→ **Exercise requirements**:
Give back every record below, character for character.

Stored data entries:
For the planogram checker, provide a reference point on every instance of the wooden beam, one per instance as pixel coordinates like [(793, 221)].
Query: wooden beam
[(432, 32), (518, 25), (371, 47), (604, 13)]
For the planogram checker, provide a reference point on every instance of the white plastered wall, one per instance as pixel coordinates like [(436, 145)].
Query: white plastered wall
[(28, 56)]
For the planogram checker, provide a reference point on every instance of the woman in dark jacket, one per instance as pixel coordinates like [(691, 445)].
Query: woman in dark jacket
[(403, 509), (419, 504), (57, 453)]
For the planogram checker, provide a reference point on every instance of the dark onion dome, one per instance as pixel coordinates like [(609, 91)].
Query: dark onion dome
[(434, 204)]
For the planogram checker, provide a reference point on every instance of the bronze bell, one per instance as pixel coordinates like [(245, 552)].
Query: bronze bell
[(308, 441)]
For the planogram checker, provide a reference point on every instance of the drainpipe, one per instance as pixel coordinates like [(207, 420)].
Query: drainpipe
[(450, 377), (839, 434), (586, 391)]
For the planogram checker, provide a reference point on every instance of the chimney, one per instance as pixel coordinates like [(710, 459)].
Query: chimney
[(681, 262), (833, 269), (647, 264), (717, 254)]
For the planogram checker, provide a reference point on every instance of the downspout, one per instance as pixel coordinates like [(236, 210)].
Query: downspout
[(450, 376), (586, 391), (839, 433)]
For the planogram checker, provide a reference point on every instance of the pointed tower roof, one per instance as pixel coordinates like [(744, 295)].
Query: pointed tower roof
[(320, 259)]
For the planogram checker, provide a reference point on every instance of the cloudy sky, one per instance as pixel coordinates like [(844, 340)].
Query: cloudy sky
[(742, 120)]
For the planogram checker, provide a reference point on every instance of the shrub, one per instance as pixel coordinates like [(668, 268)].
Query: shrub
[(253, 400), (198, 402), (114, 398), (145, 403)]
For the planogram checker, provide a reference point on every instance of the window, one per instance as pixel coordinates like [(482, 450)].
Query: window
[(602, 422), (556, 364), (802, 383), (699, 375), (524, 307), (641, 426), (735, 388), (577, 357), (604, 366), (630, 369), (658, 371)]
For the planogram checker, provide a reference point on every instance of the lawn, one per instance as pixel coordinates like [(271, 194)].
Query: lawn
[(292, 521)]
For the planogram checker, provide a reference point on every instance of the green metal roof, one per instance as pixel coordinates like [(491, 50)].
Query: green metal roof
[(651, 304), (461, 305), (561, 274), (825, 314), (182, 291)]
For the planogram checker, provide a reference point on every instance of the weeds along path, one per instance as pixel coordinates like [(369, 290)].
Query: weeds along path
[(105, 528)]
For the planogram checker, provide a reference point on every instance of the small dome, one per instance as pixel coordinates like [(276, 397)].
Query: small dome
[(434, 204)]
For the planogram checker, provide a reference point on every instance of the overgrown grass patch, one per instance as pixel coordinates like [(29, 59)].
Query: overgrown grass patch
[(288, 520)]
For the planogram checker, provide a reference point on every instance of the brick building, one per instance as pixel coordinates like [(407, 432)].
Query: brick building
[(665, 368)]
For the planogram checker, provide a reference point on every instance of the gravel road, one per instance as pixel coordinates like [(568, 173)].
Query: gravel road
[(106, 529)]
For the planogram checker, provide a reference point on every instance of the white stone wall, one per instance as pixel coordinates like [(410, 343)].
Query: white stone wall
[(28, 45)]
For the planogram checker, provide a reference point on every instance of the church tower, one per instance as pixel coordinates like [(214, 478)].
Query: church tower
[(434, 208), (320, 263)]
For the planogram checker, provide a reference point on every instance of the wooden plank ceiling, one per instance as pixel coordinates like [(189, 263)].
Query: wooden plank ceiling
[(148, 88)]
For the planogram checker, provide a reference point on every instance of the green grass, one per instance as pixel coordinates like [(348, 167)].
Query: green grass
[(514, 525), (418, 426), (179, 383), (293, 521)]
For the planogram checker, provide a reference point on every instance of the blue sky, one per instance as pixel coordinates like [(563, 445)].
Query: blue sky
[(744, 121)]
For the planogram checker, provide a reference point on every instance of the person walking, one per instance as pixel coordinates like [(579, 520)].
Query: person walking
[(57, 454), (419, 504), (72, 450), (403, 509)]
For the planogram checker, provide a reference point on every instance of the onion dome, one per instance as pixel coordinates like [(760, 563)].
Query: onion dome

→ **Solution below**:
For the planogram checker, provide a reference point on every instance of the wooden beam, one per instance as pixel coordinates like [(793, 221)].
Query: wooden beam
[(432, 32), (518, 25), (371, 47), (604, 13)]
For the planogram checker, provide a reference point on every instance of the white plastered wall, one per instance as pixel coordinates like [(436, 145)].
Query: white plastered wall
[(28, 56)]
For the planogram checker, provide a reference point on every instance of the woman in dark jacket, one per instance as pixel coordinates like [(691, 445)].
Query: woman in dark jacket
[(403, 509), (419, 504), (57, 453)]
For the planogram checker, provide a reference point on every instance of the dark onion dome, one per instance as pixel coordinates like [(609, 91)].
Query: dark onion dome
[(434, 204)]
For the planogram checker, provide a reference point on every instance of the bronze bell, one per instance as pixel coordinates like [(245, 552)].
Query: bronze bell
[(308, 441)]
For the planogram checker, provide a reference point on every instance of the drainpipe, one per instance as pixel coordinates like [(207, 420)].
Query: drainpipe
[(450, 377), (839, 434), (586, 391)]
For the planogram checker, provide a reference point on every instance of the chimney, one per instance as pixel coordinates like [(710, 459)].
Query: chimney
[(681, 262), (833, 269), (647, 264), (717, 254)]
For the planogram checker, provide a reference point on every instance of the downspout, one per instance as pixel coordinates like [(236, 210)].
Query: downspout
[(450, 376), (586, 391), (839, 433)]
For the planogram checker, provide a reference point on every instance of the pointed tower roof, one per instance as pixel coordinates like [(744, 295)].
Query: pointed tower roof
[(320, 259)]
For the planogram checker, provide a reference point on every instance of the cloudy sky, one per instance as pixel coordinates like [(844, 340)].
Query: cloudy sky
[(742, 120)]
For the planogram checker, provide a reference point on every instance of the shrub, one per instance as pixel coordinates like [(668, 268)].
Query: shrub
[(253, 400), (198, 402), (114, 398), (145, 403)]
For the planogram checker, provide a reference point on every instance of the window, one per instance as pixel coordinates like [(482, 450)].
Query: window
[(602, 422), (556, 364), (802, 383), (699, 375), (524, 307), (641, 426), (735, 388), (577, 357), (604, 366), (630, 369), (658, 371)]
For the planogram checker, provide a reference point on every instance of the lawn, one per instance as pixel coordinates like [(271, 194)].
Query: lawn
[(292, 521)]
For the planogram checker, provide a reference point on every instance of the green metal roof, one per instance as pixel coordinates like [(491, 50)].
Query: green metal roof
[(651, 304), (461, 305), (561, 274), (825, 314), (182, 291)]
For the planogram checker, provide a reference point on every instance of the weeds along path, one per instance as pixel coordinates like [(369, 290)].
Query: weeds along path
[(105, 528)]
For the planogram checker, provide a reference point on every instance of the small dome, one per instance as pixel coordinates like [(276, 397)].
Query: small dome
[(434, 204)]
For the planogram checker, provide a reference point on every instance of the overgrown grass patch, one per instance as pixel coordinates like [(29, 59)].
Query: overgrown grass patch
[(288, 520)]
For the planogram checker, provide a reference point on every instance of the brick building, one per instance as pixel coordinates like [(407, 432)].
Query: brick building
[(665, 368)]
For the planogram checker, provide a reference point on every instance of the gravel road, one per instance as pixel coordinates like [(568, 173)].
Query: gravel road
[(106, 529)]
For the planogram checker, provide a reference point on every instance of the white stone wall, one per instance as pixel coordinates like [(410, 343)].
Query: white stone wall
[(28, 45)]
For the planogram checker, provide a reference point on every instance of the church tower, one per instance as pixel coordinates like [(214, 478)].
Query: church tower
[(434, 208), (320, 263)]
For the planogram checker, provide a reference point on every instance of the wooden plank ceiling, one per instance as pixel coordinates like [(189, 263)].
Query: wooden plank ceiling
[(148, 88)]
For the planogram checker, provide a reference point on every instance of the green grass, one per instance as pixel coordinates like [(348, 167)].
Query: green grass
[(514, 525), (418, 426), (179, 383), (293, 521)]
For the planogram checker, provide a reference point on every instance of the blue sky, one per instance as pixel coordinates like [(563, 445)].
Query: blue sky
[(744, 121)]
For the planogram checker, provide a reference point on every instance of the person walking, one per instance as pixel coordinates like [(579, 520)].
Query: person walking
[(57, 454), (419, 504), (72, 450), (403, 509)]
For the planogram checker, provide a reference point on every instance of the onion dome, one per instance as pixel coordinates like [(760, 563)].
Query: onion dome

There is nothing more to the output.